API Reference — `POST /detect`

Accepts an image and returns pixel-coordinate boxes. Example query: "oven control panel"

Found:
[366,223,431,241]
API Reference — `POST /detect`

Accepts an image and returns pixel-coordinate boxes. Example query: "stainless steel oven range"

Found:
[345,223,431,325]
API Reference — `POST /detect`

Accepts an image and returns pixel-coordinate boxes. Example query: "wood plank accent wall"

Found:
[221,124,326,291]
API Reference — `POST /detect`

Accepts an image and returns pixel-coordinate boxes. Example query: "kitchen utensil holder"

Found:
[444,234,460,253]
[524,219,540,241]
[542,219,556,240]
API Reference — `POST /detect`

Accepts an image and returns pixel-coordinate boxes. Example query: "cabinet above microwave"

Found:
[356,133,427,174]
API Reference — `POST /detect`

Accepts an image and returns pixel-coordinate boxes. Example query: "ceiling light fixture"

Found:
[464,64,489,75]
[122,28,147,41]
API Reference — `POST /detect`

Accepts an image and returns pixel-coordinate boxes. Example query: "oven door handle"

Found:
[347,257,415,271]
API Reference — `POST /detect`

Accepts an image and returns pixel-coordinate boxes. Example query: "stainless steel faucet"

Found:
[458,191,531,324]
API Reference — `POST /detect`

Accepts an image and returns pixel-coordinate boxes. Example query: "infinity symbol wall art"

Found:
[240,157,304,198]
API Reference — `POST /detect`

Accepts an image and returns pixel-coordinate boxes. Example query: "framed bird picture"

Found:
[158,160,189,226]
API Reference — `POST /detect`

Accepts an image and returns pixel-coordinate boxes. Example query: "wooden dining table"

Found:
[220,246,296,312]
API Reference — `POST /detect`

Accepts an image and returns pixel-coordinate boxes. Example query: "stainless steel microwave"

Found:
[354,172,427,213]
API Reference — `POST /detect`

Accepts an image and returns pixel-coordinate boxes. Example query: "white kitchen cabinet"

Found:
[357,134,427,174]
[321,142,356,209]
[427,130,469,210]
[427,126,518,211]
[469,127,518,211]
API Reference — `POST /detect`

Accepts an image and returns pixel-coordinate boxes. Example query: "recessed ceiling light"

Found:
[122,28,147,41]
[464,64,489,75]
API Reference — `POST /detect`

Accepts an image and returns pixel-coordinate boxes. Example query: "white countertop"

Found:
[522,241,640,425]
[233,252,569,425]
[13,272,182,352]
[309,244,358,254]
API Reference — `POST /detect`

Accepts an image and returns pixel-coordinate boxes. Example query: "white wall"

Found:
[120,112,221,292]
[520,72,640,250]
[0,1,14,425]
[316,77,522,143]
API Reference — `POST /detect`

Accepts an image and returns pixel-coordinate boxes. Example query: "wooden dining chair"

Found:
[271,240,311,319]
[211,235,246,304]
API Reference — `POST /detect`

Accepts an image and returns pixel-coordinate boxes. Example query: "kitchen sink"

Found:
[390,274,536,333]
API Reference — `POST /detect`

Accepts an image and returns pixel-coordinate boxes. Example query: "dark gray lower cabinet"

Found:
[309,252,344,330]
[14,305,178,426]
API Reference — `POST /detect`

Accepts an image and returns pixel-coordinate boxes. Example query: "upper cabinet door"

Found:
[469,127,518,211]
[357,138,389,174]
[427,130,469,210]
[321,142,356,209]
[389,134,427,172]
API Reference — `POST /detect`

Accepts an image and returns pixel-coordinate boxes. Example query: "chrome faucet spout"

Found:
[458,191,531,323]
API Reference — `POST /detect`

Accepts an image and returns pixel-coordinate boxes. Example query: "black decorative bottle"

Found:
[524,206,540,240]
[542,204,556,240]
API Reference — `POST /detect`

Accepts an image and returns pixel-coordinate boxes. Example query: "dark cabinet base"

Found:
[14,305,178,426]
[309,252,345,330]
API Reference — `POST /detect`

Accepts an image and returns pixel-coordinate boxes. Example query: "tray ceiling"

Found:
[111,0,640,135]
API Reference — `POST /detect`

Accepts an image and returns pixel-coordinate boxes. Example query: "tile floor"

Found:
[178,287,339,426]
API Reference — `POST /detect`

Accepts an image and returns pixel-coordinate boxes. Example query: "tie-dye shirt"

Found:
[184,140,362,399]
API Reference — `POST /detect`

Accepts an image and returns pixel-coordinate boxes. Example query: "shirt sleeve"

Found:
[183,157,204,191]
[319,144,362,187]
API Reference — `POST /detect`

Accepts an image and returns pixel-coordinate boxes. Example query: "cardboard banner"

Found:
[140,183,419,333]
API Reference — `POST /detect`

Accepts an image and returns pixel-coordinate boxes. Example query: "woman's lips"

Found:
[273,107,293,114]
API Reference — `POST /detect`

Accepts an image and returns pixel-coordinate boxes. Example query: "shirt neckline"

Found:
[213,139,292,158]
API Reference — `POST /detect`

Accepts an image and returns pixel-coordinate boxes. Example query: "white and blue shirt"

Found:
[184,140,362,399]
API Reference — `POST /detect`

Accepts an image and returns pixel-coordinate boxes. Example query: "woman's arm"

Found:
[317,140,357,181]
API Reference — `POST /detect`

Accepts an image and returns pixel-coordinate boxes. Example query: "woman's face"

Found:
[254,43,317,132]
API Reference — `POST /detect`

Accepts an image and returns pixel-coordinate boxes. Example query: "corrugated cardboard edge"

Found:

++++++

* **Task requirements**: Copy out every line of the items above that contains the word "oven", leaving each line unchanged.

* **Answer to the exercise**:
Accepts an image and returns pixel-coordinate boxes. Example query: "oven control panel"
Accepts an image and returns pixel-coordinate boxes. Example query: "stainless steel oven range"
Accepts an image and returns pixel-coordinate boxes. Example query: "oven door handle"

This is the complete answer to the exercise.